======== Записи для упражнения
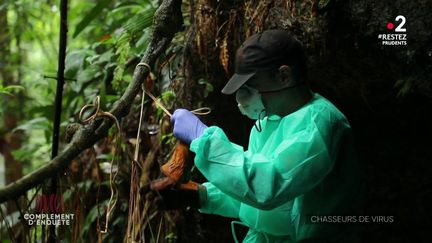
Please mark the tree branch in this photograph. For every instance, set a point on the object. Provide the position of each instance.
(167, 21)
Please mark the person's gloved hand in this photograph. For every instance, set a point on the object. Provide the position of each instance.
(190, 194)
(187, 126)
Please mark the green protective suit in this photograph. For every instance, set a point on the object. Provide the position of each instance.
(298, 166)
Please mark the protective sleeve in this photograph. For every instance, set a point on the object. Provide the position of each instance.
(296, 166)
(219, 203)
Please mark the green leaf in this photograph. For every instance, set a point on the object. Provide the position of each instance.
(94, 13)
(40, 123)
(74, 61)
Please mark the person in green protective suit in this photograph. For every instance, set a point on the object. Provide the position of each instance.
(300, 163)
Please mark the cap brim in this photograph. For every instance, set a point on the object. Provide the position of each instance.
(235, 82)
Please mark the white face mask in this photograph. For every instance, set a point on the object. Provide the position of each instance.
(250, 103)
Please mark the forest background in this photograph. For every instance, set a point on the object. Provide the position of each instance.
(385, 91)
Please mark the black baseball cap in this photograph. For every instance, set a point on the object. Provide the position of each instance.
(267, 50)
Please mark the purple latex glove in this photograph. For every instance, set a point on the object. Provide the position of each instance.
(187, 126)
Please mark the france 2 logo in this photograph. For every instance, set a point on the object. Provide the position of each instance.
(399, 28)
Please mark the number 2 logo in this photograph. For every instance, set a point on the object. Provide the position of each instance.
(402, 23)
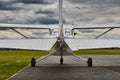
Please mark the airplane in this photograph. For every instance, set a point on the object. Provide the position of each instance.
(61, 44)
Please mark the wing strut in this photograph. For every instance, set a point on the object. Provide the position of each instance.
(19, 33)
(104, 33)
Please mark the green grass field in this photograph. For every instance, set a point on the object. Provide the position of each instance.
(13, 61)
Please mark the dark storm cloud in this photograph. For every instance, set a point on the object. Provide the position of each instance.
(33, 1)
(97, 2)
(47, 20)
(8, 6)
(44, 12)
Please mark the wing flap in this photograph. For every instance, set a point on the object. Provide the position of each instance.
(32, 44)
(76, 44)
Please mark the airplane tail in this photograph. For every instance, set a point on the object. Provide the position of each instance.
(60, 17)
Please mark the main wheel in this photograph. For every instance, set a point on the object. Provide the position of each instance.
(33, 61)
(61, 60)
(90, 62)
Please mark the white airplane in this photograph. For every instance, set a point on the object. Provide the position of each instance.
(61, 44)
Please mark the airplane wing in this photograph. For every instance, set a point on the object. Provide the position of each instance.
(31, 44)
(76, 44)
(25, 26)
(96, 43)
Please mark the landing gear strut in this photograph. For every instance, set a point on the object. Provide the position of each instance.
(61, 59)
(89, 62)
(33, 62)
================
Условие задания
Приведите заново все строки записей от строки с «Please mark the landing» до конца записей включительно, вместе с запросами. Координаты точек в ответах умножьте на 2,3 и округлите до целых, половины округляйте в большую сторону.

Результат задания
Please mark the landing gear strut in this photograph. For every instance, set a point on the object. Provide the position of each instance.
(140, 136)
(205, 143)
(76, 143)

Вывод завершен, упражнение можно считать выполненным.